- _The problem_
Count the lines in the entries below that contain the word "dark". Reply with that number alone.

── Records for this exercise ──

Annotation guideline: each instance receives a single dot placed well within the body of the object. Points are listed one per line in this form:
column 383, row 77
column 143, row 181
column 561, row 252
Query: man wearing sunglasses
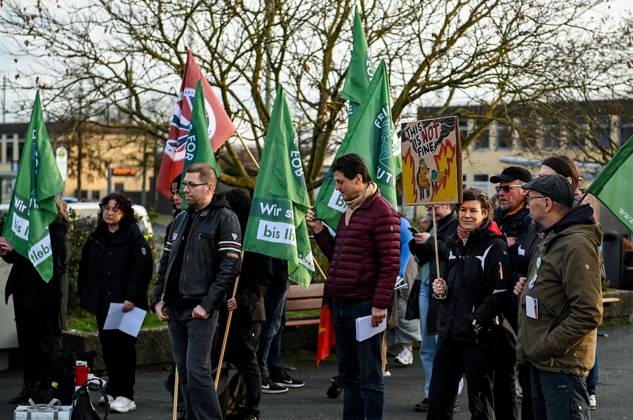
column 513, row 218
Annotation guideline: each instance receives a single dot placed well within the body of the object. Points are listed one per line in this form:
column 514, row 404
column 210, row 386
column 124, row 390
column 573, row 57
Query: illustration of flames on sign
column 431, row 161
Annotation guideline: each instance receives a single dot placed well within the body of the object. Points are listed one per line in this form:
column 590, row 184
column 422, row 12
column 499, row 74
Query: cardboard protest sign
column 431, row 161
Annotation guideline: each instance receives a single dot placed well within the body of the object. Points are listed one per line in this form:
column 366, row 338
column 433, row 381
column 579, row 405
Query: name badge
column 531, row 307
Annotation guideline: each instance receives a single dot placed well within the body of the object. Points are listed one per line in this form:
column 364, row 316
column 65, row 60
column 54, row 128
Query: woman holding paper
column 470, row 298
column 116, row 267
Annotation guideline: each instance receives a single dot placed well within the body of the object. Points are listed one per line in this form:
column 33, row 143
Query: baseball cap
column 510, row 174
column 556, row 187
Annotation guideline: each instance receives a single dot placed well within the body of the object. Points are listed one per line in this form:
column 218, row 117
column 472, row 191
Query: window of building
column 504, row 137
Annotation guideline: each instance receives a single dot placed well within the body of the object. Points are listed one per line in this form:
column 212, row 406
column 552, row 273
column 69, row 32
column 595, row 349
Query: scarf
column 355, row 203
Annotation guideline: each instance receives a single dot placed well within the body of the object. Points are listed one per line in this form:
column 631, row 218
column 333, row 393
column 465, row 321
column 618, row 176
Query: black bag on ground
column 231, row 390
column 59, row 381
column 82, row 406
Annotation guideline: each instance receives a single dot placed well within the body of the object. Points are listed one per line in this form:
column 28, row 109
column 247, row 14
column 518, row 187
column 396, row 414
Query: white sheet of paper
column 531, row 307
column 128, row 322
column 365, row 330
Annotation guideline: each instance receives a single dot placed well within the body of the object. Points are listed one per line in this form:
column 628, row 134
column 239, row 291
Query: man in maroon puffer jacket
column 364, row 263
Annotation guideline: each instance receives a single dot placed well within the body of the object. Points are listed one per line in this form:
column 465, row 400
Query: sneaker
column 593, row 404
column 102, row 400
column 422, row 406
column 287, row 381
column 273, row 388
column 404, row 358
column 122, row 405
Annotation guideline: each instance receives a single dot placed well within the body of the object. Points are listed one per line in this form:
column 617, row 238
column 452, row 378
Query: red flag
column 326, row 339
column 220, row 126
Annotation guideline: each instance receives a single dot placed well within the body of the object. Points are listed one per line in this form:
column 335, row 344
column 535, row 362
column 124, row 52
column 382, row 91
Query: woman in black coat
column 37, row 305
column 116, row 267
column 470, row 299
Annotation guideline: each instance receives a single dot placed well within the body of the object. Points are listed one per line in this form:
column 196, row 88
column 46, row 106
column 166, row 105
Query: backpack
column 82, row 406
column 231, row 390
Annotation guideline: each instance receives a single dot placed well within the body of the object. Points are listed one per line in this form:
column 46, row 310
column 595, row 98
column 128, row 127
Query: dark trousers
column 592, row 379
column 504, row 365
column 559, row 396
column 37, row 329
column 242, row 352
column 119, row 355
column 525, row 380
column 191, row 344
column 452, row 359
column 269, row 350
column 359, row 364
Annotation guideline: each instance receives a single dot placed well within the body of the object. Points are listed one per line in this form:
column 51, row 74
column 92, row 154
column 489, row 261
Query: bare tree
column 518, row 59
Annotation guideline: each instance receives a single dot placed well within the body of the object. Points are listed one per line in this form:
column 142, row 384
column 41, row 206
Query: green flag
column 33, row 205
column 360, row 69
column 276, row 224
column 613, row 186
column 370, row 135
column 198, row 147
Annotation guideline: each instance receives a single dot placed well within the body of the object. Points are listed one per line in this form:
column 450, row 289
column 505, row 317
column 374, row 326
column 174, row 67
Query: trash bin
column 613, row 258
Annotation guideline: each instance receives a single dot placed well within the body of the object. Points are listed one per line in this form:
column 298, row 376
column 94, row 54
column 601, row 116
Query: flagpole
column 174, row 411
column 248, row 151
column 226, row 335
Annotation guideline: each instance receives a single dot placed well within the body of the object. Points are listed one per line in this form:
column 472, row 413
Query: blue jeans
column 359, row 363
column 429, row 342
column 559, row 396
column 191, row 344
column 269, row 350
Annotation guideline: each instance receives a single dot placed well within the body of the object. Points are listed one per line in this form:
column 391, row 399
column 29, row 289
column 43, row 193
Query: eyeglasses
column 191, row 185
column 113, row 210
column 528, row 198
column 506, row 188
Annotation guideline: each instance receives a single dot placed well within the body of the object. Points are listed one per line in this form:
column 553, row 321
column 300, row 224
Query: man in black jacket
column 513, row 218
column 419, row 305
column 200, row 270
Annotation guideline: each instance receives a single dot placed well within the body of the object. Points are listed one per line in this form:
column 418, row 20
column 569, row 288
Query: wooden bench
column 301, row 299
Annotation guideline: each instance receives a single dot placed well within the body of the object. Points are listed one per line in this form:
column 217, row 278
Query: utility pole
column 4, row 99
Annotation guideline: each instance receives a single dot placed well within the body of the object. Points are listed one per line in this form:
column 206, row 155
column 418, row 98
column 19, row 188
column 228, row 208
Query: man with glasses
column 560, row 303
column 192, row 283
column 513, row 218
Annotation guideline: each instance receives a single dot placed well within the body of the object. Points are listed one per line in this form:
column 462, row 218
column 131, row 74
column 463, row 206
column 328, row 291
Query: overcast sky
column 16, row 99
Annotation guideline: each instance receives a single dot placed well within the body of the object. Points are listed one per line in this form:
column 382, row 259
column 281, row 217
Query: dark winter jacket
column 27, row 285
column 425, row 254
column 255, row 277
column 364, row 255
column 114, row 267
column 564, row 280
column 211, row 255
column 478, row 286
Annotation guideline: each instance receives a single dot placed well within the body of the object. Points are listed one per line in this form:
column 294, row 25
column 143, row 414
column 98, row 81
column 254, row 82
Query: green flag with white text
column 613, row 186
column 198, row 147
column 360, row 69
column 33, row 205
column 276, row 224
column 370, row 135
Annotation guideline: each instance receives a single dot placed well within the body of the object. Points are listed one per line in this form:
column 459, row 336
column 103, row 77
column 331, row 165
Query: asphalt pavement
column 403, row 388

───

- _The result_
2